Each line that has the string "antenna" must be copied from the records below.

** Task material follows **

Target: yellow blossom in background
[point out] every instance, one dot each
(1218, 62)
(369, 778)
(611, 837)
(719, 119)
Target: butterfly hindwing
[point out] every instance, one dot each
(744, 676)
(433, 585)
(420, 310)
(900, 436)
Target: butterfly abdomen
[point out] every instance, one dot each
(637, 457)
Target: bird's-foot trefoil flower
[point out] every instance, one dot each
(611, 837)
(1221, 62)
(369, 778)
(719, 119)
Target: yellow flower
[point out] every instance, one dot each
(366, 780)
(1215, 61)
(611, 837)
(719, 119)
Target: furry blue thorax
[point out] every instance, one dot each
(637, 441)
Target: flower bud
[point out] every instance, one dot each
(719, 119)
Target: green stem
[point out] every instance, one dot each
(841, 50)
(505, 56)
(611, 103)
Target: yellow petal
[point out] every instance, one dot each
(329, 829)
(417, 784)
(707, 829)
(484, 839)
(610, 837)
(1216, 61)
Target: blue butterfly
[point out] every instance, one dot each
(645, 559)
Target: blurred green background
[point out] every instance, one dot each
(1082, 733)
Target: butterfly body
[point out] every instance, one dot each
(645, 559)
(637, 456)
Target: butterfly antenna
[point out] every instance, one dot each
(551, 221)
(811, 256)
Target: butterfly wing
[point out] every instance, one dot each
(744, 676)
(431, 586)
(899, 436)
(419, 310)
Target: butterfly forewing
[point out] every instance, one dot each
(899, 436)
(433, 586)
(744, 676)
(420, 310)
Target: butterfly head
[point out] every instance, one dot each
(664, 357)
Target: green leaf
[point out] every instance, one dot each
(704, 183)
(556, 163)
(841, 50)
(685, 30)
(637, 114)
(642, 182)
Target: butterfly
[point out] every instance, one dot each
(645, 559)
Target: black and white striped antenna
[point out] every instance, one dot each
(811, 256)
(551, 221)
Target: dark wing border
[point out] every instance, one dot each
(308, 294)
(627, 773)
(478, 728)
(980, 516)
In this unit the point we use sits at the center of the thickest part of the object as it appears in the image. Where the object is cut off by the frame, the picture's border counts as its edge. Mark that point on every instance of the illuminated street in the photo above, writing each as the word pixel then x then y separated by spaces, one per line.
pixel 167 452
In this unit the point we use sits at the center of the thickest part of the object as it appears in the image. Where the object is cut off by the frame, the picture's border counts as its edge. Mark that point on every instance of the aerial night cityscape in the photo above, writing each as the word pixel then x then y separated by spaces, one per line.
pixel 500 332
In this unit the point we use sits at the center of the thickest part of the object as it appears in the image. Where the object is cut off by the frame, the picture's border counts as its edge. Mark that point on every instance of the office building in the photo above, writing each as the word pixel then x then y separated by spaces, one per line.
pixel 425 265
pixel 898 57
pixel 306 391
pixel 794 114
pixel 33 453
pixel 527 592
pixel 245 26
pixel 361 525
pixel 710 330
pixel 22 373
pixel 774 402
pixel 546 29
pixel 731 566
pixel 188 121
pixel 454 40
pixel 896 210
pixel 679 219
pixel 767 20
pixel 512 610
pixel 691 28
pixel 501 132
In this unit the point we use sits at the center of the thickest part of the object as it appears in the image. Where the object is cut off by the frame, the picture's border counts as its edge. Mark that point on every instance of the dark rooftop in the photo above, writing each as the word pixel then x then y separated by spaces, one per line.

** End of Task material **
** Task material follows **

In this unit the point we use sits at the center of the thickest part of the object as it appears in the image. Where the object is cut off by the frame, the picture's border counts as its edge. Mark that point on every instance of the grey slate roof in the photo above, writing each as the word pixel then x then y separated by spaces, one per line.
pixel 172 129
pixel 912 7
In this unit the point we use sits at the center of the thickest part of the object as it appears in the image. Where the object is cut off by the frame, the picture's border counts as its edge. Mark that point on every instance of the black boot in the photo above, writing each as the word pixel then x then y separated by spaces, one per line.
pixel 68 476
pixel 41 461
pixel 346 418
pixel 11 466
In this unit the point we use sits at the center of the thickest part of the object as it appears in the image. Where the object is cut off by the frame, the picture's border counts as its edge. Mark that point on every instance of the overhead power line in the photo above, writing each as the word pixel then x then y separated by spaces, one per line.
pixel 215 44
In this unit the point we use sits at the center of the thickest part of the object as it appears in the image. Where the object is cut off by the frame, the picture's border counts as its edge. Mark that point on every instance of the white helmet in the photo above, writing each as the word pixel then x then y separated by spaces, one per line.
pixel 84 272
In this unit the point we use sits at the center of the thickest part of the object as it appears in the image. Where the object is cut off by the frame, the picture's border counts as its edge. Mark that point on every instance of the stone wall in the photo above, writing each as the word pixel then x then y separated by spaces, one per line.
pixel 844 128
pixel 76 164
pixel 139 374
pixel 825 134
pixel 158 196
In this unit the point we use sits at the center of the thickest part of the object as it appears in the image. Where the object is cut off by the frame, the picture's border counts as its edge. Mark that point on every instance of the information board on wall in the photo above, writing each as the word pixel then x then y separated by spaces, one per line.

** End of Task material **
** Task material follows **

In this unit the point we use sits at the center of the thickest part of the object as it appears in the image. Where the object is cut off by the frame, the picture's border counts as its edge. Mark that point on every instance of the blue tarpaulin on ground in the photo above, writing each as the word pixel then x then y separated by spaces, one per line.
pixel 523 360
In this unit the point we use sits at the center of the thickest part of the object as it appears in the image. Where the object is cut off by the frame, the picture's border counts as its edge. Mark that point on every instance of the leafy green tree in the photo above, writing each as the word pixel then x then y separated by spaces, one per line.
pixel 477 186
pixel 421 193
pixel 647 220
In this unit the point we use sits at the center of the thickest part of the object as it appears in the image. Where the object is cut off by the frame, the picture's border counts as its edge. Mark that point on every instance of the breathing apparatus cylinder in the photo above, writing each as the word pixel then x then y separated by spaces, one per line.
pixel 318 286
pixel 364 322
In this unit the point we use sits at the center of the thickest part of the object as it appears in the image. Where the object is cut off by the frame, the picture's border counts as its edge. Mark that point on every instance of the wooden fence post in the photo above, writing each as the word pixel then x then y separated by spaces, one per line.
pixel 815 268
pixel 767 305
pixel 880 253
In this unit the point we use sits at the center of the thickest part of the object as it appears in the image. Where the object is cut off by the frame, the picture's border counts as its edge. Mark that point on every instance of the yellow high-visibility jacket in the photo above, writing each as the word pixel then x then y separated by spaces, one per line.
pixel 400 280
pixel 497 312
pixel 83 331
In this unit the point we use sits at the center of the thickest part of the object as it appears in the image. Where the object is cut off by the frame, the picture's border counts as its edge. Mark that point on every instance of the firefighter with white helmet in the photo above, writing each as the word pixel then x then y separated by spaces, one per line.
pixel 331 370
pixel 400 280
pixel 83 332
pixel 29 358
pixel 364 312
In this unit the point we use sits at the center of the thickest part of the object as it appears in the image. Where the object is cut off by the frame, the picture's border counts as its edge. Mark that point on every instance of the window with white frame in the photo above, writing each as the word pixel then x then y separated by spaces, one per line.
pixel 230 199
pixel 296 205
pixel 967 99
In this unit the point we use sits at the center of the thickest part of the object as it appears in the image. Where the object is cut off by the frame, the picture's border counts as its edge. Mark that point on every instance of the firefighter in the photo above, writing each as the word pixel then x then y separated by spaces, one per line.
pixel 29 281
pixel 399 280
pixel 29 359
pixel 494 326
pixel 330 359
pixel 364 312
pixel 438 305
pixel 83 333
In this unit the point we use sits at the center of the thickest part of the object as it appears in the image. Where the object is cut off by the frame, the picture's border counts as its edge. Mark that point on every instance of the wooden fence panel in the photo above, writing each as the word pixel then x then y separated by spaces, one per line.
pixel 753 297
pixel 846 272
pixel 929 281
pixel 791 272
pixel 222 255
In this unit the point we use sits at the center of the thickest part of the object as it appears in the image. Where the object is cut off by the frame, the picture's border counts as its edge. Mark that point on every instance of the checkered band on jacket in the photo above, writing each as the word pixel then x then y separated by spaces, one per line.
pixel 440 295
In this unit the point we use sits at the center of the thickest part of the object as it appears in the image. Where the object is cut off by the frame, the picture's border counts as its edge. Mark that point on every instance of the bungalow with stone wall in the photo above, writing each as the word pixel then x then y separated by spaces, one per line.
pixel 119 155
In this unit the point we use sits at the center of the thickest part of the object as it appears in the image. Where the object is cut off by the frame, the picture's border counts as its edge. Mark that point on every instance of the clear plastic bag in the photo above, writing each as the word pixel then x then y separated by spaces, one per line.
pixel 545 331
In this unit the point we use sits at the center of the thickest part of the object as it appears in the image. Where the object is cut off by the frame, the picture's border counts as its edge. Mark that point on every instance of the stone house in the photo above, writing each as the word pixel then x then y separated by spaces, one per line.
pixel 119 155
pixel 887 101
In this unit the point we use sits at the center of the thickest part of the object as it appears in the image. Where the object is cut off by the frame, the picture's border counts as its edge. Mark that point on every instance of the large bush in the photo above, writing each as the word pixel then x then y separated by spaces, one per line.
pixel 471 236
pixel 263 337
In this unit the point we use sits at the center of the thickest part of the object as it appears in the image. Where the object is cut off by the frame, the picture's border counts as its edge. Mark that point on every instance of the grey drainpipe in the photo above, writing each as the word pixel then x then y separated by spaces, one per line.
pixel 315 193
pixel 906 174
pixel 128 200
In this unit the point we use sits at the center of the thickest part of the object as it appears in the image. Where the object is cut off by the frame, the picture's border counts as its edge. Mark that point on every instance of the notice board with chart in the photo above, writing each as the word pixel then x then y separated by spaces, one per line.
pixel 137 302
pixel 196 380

** End of Task material **

Your solution
Target: butterfly antenna
Target: black and white striped antenna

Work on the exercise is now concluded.